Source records
__________

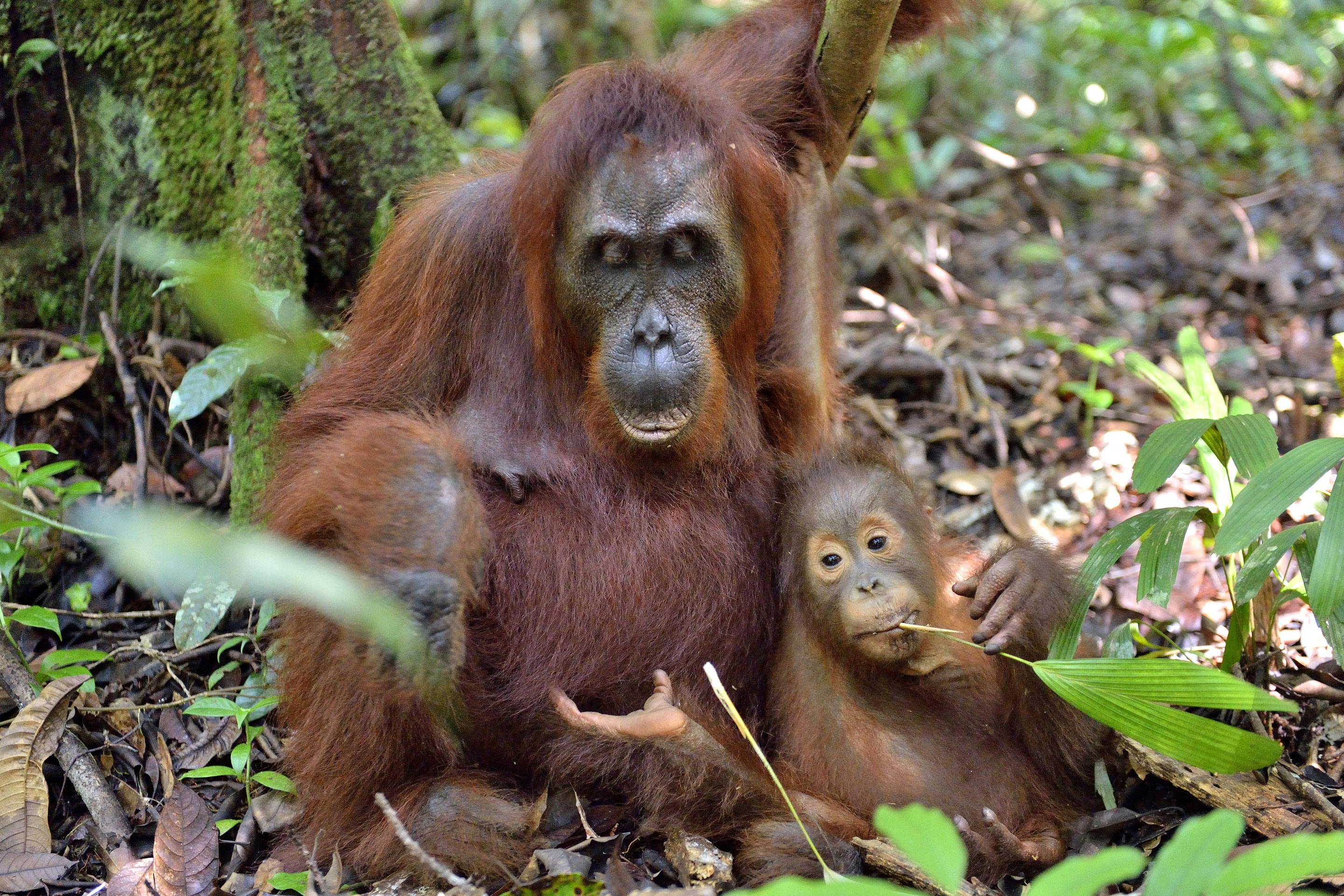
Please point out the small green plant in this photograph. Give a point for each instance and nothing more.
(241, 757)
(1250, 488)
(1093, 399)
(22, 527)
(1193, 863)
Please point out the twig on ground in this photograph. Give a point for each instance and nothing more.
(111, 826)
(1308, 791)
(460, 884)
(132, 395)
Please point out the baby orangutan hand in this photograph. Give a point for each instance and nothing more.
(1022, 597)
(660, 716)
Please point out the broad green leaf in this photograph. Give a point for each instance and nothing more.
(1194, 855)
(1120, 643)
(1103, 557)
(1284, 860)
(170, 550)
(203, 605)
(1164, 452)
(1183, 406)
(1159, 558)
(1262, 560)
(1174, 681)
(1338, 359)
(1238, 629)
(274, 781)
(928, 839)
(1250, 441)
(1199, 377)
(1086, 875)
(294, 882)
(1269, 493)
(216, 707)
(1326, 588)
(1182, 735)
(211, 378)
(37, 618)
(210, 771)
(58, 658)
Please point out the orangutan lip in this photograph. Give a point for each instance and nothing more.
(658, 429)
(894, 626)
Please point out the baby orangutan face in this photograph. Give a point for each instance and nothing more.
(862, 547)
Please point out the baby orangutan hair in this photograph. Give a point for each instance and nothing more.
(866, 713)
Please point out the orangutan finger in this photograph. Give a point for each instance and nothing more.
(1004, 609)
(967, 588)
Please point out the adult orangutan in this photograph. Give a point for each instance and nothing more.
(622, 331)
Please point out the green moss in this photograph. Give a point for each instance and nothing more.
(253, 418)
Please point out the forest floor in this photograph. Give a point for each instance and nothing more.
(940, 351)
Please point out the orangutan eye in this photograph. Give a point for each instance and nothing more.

__________

* **Exercise**
Output every record above word for word, omitting any pictures they contain.

* **Solution to this problem**
Please point out the small green plant in this photograph. Give a point for each instance and nothing more.
(241, 757)
(1250, 488)
(1093, 399)
(22, 527)
(1193, 863)
Please point out the twig on ground in this photograph. Give a point for each instance and nothing more.
(111, 826)
(1308, 791)
(460, 884)
(132, 395)
Please point out the baby orangutan hand in this photograph. Give a point for each instance and nothing more.
(1022, 597)
(660, 716)
Please point out the broad green leaf in this photograph. Give a point for each instance and nothing more.
(1194, 855)
(1120, 643)
(1103, 557)
(1284, 860)
(170, 550)
(203, 605)
(1164, 452)
(1183, 406)
(1159, 558)
(1262, 560)
(1174, 681)
(1338, 359)
(1238, 629)
(274, 781)
(928, 839)
(1250, 441)
(1199, 377)
(1086, 875)
(294, 882)
(1269, 493)
(216, 707)
(1326, 588)
(1182, 735)
(211, 378)
(37, 618)
(210, 771)
(58, 658)
Please point out the orangutan lip in this photograph. Give a point for each instance and nothing more.
(658, 429)
(894, 626)
Please point out the baby orangutan face in this photograph. Give a point for each instance and nothing more.
(862, 547)
Please point out the baby orangutan hair in this photograph. Give a point for each instance and nothing more.
(866, 713)
Please point out the orangutan finger in this photograph. Give a point for each instance and nothing more.
(1004, 609)
(967, 588)
Please point out the adult orangutan in this photograph. Give a point for each instance and nothing more.
(622, 331)
Please point out the green moss in this photograph. Give a point for each instance and nothing more.
(253, 418)
Please point out the forest floor in this photograph. Give a point for each instance and nothing more.
(940, 351)
Please point out the orangutan eye in this photograph. Give a point for each instance and nothing more.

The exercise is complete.